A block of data

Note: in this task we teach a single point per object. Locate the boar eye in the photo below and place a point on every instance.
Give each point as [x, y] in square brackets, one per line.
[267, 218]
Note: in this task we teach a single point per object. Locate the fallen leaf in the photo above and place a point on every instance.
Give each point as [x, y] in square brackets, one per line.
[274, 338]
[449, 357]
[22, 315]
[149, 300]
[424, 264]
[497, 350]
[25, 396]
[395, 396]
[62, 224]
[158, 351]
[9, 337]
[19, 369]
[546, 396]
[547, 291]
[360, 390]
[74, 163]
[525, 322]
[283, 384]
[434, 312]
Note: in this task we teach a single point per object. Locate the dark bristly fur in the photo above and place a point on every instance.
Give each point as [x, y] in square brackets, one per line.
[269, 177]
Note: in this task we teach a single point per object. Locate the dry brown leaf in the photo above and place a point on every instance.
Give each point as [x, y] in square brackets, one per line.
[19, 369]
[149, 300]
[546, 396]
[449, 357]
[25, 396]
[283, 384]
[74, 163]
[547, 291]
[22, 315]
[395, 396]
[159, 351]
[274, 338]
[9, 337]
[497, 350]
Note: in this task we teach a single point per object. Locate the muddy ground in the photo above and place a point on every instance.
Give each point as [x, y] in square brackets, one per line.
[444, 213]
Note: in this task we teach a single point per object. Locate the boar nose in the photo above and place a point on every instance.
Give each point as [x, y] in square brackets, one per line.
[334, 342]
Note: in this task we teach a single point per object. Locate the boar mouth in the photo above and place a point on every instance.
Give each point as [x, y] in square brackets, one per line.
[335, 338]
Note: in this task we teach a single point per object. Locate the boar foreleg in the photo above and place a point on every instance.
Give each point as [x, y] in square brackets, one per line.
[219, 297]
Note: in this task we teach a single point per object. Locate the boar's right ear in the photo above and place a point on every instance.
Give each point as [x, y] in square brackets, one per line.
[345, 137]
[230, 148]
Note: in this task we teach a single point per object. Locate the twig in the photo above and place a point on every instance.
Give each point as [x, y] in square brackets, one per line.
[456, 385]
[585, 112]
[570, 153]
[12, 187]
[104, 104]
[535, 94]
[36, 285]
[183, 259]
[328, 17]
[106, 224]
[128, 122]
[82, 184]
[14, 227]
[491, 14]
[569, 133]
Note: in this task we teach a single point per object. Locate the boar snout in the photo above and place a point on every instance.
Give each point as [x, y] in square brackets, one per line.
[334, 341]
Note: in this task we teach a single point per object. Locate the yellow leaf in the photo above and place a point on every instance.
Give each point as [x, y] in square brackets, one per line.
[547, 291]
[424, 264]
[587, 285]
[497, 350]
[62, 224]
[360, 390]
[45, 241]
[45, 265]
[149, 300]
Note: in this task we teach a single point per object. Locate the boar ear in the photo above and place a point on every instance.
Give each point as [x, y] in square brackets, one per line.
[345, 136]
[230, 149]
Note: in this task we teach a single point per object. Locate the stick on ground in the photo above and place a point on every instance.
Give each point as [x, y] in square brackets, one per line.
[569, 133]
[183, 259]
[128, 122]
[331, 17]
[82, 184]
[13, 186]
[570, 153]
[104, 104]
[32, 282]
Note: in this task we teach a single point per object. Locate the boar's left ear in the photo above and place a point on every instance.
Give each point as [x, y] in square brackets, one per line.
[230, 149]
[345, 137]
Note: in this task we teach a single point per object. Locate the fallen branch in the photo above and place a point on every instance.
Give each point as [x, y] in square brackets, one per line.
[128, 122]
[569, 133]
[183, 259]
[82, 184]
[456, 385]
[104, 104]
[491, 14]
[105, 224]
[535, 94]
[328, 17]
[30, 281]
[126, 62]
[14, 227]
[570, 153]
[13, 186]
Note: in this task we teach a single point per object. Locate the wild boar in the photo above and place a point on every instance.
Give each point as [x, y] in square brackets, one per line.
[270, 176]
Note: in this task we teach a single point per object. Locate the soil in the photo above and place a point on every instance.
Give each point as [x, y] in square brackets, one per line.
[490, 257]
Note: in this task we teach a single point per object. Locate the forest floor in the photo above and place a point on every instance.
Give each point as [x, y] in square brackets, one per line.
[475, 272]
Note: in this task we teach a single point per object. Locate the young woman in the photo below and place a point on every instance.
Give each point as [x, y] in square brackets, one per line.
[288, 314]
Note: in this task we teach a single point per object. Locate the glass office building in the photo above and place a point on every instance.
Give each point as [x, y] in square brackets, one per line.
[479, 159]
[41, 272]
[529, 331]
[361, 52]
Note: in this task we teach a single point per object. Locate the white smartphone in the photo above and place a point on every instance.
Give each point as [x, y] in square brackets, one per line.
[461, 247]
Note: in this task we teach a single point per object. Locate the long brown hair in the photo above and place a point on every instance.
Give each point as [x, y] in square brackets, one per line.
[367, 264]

Stated problem =>
Please set down the whole listing above without altering a single line.

Reply to the task =>
Note: in this task we teach a single point per object. Locate the boar eye in the photo below and place a point on every instance.
Give each point as [x, y] in square brackets, one per line.
[267, 218]
Note: in this task we teach a single point per object. Locate the fallen leaf in the photo above and place a point on every instance.
Give each point as [x, y] in square brackets, one per line.
[274, 338]
[449, 357]
[22, 315]
[149, 300]
[424, 264]
[497, 350]
[25, 396]
[395, 396]
[62, 224]
[158, 351]
[9, 337]
[19, 369]
[546, 396]
[547, 291]
[360, 390]
[74, 163]
[525, 322]
[283, 384]
[434, 312]
Note: in this task we teach a single point per object. Locate the dark bristly fur in the photo above and place a point on every instance.
Give each point as [x, y] in square brackets, one per line.
[269, 177]
Note: in this task we teach a single point per object. Locate the dry brown leaf in the photo above and place a point on every instance.
Give each point as [x, y] in square brackets, one per line.
[19, 369]
[149, 300]
[546, 396]
[449, 357]
[25, 396]
[283, 384]
[74, 163]
[547, 291]
[22, 315]
[395, 396]
[159, 351]
[274, 338]
[9, 337]
[497, 350]
Note: in this task we teach a single point per object. Locate the muddy ground in the photo above and place a point on every instance.
Give each point as [x, y] in square brackets, one per line.
[444, 213]
Note: in this task we teach a single point per object. Locate the boar nose in the photo above and place a point on every instance.
Give each point as [x, y] in square brackets, one per line.
[334, 342]
Note: in this task we teach a single point per object. Locate the boar mouth in the photo above and place a point on every instance.
Give each point as [x, y] in square brackets, one per line.
[335, 338]
Note: in this task we teach a single point per object. Locate the boar foreleg in the photo above and place a point on every instance.
Give each point as [x, y] in square brackets, one per line.
[219, 297]
Note: in this task we teach a single point per object. Locate the boar's right ear in the photo above and place a point on every instance.
Give each point as [x, y] in square brackets, one per line.
[345, 137]
[230, 148]
Note: in this task we teach a single point per object. Locate the twig in the photo above and place a point on every instance.
Give each point as [x, y] in square brackets, one per line.
[456, 385]
[585, 112]
[570, 153]
[12, 187]
[104, 104]
[535, 94]
[36, 285]
[183, 259]
[328, 17]
[106, 224]
[128, 122]
[82, 184]
[14, 227]
[491, 14]
[569, 133]
Note: in this task we teach a single point per object. Locate the boar snout in the photo above and place a point on every instance.
Give each point as [x, y] in square brackets, one per line.
[334, 341]
Note: in this task we teach a single point per object. Locate the yellow leaf in the photo above and place a point on every instance.
Give each point as [x, y] in square brackets, one per line.
[547, 291]
[424, 264]
[587, 285]
[497, 350]
[62, 224]
[360, 390]
[45, 241]
[45, 265]
[149, 300]
Note: in this task we teach a single point per object. Locate the boar ear in the photo above and place a point on every instance.
Give each point as [x, y] in square brackets, one per line.
[345, 136]
[230, 149]
Note: in this task we teach a single point per object. Locate the stick on ground in the photo above and place a point on every instance.
Give each point as [x, y] in square brackets, one per line.
[569, 133]
[183, 259]
[128, 122]
[331, 17]
[82, 184]
[13, 186]
[570, 153]
[104, 104]
[32, 282]
Note: in this task we teach a single point per object. Locate the boar's left ear in the photo above and place a point on every instance.
Give each point as [x, y] in square brackets, one per line.
[230, 149]
[345, 137]
Note: in this task we teach a single point per object. Locate the fallen branch in the photo above and place a point on every instance.
Give each point as [x, y] in square brackets, one per line.
[128, 122]
[569, 133]
[183, 259]
[82, 184]
[456, 385]
[104, 104]
[491, 14]
[105, 224]
[535, 94]
[328, 17]
[30, 281]
[126, 62]
[14, 227]
[570, 153]
[13, 186]
Note: in this task we teach a single point per object. Locate the wild boar in the photo above and place a point on every instance.
Give each point as [x, y] in square brackets, one per line.
[270, 176]
Note: in this task we teach a single point per object. Locate the soil in the photo above and place a point on every instance.
Give each point as [x, y] in square brackets, one per line.
[490, 257]
Note: in this task we teach a single point per object. Locate the forest floor in the photo above and place a point on every instance.
Give each point as [x, y] in square brackets, one per line.
[475, 272]
Note: in this task we teach a single point per object. Locate the young woman in the photo below and place a point on every instance.
Give each point as [x, y] in square brackets, one per line.
[288, 314]
Note: in this task we teach a single point per object. Locate the glass office building in the photo above and place a point on every instance.
Give each point as [x, y] in square brackets, one per line.
[479, 159]
[41, 272]
[529, 331]
[361, 52]
Note: in this task we teach a single point per object. Locate the white smartphone in the photo above and place a point on every instance.
Give each point as [x, y] in square brackets, one per line.
[461, 247]
Note: in this task we teach a single point per object. Locate the long brown hair in the photo above and place a point on every instance.
Give each point as [x, y] in square brackets, one per line.
[367, 264]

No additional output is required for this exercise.